今日、児相は苦境に立たされていると言われています。慢性的な人材不足や業務の肥大化に加え、なによりも児相に対する「市民の理解」が追いついていない状況にあります。ひとたび事故が起きれば「対応に問題があった」などと批判されがちな児相ですが、その陰で子どもの福祉を守るために懸命にはたらく職員たちがいます。児相に任せきりで、何かあれば批判するだけでいいのでしょうか?児童虐待を防ぐために私たちができることはないのでしょうか?

研究の内容

綿村准教授らの研究グループでは、公益財団法人トヨタ財団からの研究助成を受け、児童虐待と児相の理解のために新しい啓発コンテンツを作りました。社会に広く知ってもらうためには、手軽で、わかりやすいコンテンツである必要があります。綿村准教授は、(自らの趣味の)コミックとして研究成果を発信しようと思いつきました。そこで、現役の児相職員や児童福祉に関わるたくさんの人たちにインタビューを行いました。さらに、市民を対象とした意識調査も行い、その分析結果をもとにストーリーを構成しました。子どもへの聴き取り(司法面接)を研究するグループも加わり、読みやすいながらも専門的な内容になっています。

→ **課題 A**
児相についての抜粋によると、綿村准教授らの研究グループはどこから研究助成を受けましたか。
この抜粋と各行のあいだには何の関係もありません。

→ **提供資料**
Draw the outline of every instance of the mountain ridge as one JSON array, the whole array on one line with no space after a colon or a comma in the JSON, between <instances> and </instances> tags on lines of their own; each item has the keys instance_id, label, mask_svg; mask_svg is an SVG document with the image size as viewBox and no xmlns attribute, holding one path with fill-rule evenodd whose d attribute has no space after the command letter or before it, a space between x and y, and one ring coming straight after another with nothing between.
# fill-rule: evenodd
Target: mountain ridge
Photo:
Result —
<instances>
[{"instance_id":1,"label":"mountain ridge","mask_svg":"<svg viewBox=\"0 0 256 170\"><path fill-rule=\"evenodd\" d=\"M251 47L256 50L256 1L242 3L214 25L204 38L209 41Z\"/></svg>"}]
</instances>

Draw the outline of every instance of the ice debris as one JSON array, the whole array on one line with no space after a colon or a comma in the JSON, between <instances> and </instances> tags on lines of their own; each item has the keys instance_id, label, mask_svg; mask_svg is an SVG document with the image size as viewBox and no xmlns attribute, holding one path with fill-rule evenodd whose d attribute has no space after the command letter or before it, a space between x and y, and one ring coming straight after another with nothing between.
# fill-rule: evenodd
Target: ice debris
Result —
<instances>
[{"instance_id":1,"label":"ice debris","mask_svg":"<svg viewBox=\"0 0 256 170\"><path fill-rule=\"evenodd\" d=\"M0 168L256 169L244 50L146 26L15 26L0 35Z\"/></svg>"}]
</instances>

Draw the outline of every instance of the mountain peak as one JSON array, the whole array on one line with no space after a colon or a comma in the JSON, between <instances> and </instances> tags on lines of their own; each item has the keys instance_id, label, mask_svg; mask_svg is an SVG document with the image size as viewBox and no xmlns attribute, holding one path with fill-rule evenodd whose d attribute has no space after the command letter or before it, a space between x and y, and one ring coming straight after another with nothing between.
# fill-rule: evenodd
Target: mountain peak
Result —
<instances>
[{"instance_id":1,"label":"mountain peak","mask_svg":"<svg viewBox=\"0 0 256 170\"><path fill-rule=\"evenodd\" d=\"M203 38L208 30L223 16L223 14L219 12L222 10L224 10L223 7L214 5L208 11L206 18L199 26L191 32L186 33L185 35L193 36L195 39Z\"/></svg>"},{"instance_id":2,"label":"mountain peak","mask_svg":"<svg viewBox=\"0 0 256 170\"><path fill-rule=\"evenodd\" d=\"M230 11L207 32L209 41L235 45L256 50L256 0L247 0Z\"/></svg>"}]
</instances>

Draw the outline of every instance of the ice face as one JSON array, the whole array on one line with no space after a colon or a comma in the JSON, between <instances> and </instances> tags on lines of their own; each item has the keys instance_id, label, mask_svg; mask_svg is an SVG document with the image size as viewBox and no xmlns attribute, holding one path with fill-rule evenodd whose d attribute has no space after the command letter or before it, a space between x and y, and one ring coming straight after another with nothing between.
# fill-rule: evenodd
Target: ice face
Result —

→ **課題 B**
「Target」という文字列を含む行がいくつあるか、数だけを答えてください。

→ **解答全文 A**
公益財団法人トヨタ財団から研究助成を受けました。

→ **解答全文 B**
4